Texte fourni.
En renforçant la recherche océanographique, en garantissant l’indépendance de l’expertise et en diffusant la culture maritime, la France pourra d’autant mieux asseoir sa souveraineté scientifique et légitimer son action publique en faveur des mers et océans.
3. Les territoires littoraux, en première ligne
a. Le rôle stratégique des collectivités littorales
Les collectivités littorales, qu’il s’agisse des Régions, des intercommunalités ou des communes côtières, jouent un rôle crucial dans la mise en œuvre des politiques maritimes. Elles sont en première ligne pour l’aménagement du territoire, l’urbanisme et l’adaptation, la gestion des ports, ou encore la mobilisation citoyenne locale.
Il est donc essentiel de créer un cadre contractuel clair entre l’État et les collectivités sur les politiques maritimes, afin de renforcer la cohérence et l’efficacité des actions menées sur le terrain.

Extraits des lignes.

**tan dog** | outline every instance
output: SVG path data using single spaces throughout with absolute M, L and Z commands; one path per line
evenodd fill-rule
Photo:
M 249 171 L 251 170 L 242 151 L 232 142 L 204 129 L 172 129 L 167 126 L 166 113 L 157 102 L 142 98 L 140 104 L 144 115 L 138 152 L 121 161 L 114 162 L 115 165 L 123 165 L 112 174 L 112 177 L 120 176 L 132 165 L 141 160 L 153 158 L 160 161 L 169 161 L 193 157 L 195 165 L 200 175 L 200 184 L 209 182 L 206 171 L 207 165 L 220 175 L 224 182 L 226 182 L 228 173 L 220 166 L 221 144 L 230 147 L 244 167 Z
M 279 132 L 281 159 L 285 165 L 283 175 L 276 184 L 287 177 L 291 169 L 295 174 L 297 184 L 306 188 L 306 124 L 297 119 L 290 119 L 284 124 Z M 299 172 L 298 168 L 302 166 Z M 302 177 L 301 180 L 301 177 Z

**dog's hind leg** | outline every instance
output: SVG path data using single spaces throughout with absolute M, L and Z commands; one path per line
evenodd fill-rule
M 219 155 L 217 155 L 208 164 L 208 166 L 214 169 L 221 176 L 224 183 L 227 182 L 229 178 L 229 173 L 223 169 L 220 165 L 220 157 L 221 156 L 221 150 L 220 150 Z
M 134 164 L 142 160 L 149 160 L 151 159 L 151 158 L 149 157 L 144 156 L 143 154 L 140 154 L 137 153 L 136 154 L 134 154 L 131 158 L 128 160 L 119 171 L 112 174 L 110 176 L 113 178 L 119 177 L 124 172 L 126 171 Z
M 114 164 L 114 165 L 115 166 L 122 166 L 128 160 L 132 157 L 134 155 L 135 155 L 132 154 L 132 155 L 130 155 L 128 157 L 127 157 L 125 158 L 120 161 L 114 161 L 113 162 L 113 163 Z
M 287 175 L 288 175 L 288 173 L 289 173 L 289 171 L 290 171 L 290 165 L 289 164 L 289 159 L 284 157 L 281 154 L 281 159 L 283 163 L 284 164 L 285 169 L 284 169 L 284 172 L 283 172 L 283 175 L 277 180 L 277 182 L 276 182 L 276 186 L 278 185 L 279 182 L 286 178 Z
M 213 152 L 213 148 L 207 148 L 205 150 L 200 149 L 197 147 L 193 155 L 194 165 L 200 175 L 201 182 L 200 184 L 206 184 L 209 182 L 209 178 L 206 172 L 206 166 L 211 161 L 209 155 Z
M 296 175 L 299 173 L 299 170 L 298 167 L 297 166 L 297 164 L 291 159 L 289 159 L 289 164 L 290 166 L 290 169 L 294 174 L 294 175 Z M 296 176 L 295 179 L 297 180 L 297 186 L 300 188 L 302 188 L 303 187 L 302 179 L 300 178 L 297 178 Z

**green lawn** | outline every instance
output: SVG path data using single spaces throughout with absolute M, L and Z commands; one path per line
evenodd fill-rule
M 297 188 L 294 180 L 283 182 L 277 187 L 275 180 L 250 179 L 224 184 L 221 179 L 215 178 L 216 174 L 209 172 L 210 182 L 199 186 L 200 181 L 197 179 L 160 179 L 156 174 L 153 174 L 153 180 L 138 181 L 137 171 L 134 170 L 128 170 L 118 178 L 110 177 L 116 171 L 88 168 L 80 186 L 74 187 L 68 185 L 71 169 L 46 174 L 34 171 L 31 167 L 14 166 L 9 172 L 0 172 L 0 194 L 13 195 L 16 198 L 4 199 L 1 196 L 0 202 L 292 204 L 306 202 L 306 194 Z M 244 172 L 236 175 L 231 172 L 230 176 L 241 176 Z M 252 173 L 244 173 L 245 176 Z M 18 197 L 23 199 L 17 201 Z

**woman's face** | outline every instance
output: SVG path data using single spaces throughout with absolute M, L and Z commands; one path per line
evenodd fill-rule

Exercices à faire.
1 - Recopiez mot pour mot la partie du texte sur les politiques maritimes qui commence par les mots contenant « 3. Les territoires » et se termine par « sur le terrain. ».
2 - Répondez à ces questions sur le texte sur les politiques maritimes :
(a) Quelles sortes de collectivités littorales sont citées ?
(b) Entre qui faut-il créer un cadre contractuel clair ?
(c) D'après la première phrase, quelles deux choses la France pourra-t-elle mieux faire ?
3 - Dans le texte sur les politiques maritimes, donnez tous les domaines où les collectivités littorales sont en première ligne.

Corrigé des exercices.
1 -
3. Les territoires littoraux, en première ligne
a. Le rôle stratégique des collectivités littorales
Les collectivités littorales, qu’il s’agisse des Régions, des intercommunalités ou des communes côtières, jouent un rôle crucial dans la mise en œuvre des politiques maritimes. Elles sont en première ligne pour l’aménagement du territoire, l’urbanisme et l’adaptation, la gestion des ports, ou encore la mobilisation citoyenne locale.
Il est donc essentiel de créer un cadre contractuel clair entre l’État et les collectivités sur les politiques maritimes, afin de renforcer la cohérence et l’efficacité des actions menées sur le terrain.

2 -
(a) Les Régions, les intercommunalités et les communes côtières.
(b) Entre l'État et les collectivités.
(c) Asseoir sa souveraineté scientifique et légitimer son action publique en faveur des mers et océans.

3 -
- l'aménagement du territoire
- l'urbanisme
- l'adaptation
- la gestion des ports
- la mobilisation citoyenne locale